Data for review:
=== Begin Enclosure ===
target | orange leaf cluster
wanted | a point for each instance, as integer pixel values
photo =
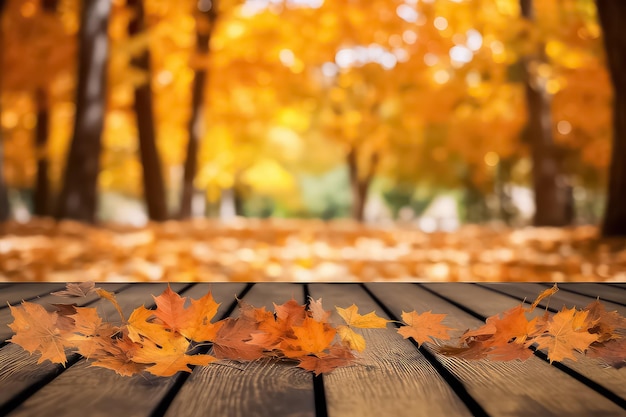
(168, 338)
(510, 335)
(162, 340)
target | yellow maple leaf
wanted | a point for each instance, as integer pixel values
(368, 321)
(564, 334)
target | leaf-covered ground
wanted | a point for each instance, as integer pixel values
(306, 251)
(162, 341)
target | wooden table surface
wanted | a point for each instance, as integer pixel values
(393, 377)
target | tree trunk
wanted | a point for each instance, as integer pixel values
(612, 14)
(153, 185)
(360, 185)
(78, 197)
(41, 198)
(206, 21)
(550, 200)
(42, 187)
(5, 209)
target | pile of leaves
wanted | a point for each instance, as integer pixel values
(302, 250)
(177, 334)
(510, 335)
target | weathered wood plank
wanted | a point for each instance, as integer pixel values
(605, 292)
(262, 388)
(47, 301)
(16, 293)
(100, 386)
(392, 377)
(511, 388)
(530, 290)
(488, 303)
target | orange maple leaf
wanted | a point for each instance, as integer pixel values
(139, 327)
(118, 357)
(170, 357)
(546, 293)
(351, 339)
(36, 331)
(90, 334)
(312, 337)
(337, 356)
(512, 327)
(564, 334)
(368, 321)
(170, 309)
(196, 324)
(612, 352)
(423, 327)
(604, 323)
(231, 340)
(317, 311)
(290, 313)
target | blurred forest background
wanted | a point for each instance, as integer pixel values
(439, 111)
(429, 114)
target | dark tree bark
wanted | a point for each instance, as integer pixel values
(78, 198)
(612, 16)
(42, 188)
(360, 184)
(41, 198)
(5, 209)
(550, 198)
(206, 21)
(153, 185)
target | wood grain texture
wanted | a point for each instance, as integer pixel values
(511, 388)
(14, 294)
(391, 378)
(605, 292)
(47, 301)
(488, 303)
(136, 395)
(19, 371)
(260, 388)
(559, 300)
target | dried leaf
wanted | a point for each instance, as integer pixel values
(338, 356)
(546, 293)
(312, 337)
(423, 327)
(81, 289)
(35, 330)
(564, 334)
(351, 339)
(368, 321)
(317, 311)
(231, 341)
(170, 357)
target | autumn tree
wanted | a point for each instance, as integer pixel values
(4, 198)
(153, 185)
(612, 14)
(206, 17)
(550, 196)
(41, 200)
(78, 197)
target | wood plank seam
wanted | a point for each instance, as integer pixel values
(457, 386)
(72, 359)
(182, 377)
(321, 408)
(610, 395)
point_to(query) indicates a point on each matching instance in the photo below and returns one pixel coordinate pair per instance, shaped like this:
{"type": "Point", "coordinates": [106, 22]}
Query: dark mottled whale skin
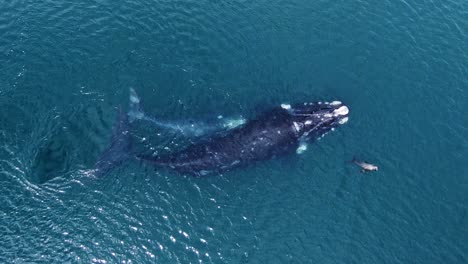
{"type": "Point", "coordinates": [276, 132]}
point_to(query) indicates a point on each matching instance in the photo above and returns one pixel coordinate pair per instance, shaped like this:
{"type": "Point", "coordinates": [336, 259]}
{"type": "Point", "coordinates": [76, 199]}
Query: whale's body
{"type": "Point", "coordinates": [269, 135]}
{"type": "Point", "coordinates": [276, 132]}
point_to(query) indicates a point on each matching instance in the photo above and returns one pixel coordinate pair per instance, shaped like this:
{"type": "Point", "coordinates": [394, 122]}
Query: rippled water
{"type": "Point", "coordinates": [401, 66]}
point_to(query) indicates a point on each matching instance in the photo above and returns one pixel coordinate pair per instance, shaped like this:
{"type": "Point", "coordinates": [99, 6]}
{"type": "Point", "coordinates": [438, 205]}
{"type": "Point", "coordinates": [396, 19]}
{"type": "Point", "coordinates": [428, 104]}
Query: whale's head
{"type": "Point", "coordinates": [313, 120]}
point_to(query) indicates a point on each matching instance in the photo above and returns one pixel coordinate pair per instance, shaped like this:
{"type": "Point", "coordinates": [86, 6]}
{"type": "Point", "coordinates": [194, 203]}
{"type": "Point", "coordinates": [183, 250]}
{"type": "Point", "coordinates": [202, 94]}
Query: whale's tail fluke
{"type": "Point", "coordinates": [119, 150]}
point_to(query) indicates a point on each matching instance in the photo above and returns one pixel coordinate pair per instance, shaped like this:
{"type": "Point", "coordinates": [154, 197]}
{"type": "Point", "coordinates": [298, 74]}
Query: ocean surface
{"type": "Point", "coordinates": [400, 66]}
=== End Enclosure ===
=== Begin Enclosure ===
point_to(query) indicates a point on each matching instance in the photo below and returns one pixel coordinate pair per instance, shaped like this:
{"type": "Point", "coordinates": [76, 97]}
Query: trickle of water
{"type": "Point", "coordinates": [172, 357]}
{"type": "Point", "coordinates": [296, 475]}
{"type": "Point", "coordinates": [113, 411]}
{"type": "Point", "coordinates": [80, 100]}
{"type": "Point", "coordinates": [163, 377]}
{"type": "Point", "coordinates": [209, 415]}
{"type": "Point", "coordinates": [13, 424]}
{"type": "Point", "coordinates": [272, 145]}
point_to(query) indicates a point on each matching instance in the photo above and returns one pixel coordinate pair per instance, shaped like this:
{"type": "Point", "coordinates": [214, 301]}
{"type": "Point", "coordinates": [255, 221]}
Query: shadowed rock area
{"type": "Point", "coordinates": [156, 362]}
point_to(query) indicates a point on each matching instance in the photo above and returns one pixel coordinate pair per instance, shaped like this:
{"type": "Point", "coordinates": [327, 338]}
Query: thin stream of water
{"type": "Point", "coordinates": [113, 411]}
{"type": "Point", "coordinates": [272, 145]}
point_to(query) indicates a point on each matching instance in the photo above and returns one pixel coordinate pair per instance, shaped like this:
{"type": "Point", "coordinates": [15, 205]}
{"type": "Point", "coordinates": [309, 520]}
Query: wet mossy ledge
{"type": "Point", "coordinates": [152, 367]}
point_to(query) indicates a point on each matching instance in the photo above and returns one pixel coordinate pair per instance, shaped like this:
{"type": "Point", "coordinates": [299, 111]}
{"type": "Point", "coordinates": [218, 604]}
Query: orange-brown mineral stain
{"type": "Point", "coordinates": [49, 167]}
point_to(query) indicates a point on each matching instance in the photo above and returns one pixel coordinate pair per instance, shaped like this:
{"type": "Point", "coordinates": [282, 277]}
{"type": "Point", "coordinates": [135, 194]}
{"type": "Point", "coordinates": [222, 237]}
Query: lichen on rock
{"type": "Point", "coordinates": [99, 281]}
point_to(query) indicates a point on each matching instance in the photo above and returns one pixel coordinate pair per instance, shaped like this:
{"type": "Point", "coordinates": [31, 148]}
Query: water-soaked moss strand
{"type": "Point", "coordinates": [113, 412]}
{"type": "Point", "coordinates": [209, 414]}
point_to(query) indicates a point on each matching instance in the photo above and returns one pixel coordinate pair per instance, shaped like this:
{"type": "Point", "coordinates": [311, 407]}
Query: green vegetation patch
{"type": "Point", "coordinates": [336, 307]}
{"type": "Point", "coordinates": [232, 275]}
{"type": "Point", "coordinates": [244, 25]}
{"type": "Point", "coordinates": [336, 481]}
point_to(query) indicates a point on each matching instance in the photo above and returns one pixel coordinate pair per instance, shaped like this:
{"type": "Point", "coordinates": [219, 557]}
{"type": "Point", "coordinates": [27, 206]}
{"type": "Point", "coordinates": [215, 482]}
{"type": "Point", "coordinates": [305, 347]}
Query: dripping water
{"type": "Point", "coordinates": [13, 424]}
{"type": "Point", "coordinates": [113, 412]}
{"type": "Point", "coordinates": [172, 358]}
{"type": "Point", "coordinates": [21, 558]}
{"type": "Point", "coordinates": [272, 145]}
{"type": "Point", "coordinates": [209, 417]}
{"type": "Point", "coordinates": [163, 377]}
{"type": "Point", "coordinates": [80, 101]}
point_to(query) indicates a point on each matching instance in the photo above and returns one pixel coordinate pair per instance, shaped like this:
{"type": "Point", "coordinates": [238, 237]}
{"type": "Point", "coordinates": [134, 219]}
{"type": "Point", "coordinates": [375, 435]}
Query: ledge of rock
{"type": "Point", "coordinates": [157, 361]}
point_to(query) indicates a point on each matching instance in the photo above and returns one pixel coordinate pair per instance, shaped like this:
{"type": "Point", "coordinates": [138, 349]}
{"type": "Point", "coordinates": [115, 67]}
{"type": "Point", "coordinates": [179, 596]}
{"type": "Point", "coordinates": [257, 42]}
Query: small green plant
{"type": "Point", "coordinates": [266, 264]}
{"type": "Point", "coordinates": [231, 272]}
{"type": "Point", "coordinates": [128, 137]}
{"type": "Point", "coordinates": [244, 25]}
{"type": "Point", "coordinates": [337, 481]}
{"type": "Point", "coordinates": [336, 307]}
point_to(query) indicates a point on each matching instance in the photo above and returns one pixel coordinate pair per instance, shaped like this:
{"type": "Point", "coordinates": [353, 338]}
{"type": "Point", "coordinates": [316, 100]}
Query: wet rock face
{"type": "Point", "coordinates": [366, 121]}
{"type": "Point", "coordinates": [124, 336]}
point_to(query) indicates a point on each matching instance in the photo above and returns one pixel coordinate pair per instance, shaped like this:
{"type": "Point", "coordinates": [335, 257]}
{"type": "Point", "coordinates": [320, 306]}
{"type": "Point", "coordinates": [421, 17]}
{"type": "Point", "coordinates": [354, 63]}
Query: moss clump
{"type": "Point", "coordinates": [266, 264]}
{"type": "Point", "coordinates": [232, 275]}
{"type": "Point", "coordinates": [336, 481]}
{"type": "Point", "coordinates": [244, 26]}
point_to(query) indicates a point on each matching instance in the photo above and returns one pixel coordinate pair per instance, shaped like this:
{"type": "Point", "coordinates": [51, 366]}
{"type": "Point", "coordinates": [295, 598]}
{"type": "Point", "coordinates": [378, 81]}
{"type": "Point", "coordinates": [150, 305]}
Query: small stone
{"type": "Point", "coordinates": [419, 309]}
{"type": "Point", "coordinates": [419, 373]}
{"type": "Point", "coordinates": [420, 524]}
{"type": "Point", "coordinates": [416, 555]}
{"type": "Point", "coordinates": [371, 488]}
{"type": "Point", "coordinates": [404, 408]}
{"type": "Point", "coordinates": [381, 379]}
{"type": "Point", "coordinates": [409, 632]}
=== End Enclosure ===
What to work on:
Every line of the records in which the string "plank" is found should be counted, and only the count returned.

Solution to this problem:
2